[SUPPLIED DATA — start]

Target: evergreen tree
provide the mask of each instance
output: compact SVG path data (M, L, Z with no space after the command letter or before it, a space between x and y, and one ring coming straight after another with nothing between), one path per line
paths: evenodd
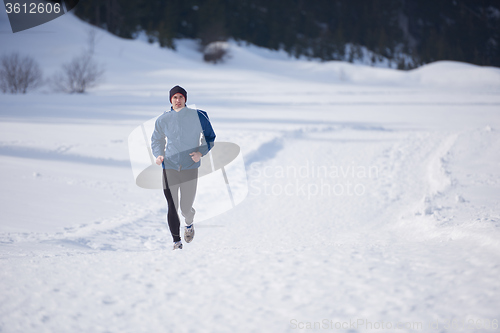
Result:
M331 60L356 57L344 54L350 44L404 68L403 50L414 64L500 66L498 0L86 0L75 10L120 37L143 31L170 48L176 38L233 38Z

[SUPPLIED DATA — finish]
[SUPPLIED DATA — start]

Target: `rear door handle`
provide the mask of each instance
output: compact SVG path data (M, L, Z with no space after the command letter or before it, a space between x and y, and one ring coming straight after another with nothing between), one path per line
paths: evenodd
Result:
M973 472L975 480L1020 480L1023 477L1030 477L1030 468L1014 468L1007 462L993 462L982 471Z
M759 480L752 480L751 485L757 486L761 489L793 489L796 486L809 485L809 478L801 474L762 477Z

[SUPPLIED DATA — finish]
[SUPPLIED DATA — start]

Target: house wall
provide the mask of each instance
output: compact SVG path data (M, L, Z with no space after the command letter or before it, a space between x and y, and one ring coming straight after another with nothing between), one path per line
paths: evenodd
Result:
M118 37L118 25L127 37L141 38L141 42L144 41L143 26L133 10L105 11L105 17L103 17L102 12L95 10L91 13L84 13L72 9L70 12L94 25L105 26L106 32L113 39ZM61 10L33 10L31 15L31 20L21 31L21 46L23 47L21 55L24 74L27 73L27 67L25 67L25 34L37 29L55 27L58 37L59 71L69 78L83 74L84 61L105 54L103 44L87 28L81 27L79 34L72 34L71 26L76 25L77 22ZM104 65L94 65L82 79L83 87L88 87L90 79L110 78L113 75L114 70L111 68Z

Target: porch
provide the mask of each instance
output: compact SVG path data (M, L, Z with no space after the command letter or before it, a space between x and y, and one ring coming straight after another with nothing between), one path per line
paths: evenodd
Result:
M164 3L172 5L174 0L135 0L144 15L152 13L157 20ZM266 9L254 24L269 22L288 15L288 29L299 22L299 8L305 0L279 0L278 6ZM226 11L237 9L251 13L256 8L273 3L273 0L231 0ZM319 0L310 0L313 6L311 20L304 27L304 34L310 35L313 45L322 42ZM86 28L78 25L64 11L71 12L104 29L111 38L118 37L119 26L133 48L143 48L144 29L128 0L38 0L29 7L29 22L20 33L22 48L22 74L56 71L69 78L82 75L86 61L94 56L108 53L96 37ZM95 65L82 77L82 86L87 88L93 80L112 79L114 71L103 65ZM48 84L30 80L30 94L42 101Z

[SUPPLIED DATA — finish]

> PROBLEM TO SOLVE
Lines holding "Target": please count them in the data above and reply with the number alone.

> RESULT OF THE EXERCISE
4